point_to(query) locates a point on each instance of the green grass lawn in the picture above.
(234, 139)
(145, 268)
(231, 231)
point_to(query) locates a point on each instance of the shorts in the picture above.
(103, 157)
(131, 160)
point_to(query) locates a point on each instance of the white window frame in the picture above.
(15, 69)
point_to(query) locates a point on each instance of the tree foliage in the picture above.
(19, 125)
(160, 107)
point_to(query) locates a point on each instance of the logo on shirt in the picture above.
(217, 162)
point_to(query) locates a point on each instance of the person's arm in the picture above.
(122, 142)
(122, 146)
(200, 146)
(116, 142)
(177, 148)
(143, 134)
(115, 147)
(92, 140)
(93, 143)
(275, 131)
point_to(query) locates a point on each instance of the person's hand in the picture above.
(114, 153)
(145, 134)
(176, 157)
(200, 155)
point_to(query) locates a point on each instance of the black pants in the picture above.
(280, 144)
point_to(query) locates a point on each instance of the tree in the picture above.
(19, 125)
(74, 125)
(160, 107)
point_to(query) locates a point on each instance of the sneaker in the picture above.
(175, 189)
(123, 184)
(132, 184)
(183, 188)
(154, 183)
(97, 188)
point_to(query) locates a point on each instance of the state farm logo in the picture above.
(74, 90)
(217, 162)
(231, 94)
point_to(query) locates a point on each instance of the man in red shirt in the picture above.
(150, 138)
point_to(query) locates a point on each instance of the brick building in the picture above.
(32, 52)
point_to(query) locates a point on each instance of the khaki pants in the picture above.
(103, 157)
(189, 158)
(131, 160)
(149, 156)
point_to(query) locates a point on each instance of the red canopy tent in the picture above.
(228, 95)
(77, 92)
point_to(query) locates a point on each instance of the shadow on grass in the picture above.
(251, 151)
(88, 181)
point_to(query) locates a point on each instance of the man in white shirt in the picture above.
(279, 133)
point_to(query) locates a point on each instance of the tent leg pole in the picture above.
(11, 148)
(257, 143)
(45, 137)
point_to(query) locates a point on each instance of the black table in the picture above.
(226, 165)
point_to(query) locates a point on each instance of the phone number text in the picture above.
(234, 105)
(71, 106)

-*-

* **EXERCISE GOAL**:
Keep only the lines from the one containing "point_to(query) locates a point on each instance of the khaki" through the final line of the records, and transcribe them exactly.

* **TASK RESULT**:
point_to(query) locates a point on each instance of the khaki pants in the picture above.
(103, 157)
(189, 158)
(131, 160)
(149, 156)
point_to(query) locates a point on each instance of the red canopy tent in the picture above.
(228, 95)
(77, 92)
point_to(query) locates a point on each instance of the shadow on grass in the picture above.
(251, 151)
(88, 181)
point_to(query) locates a point on each instance of the man in white shirt in the picture above.
(279, 133)
point_to(query) locates a point on each instance of the tent leg pole in the picture above.
(11, 148)
(257, 143)
(45, 137)
point_to(query) locates a point on each instance of the black table in the picture above.
(226, 165)
point_to(query) locates a point on each instance of the phone number text in the picture above.
(234, 105)
(71, 106)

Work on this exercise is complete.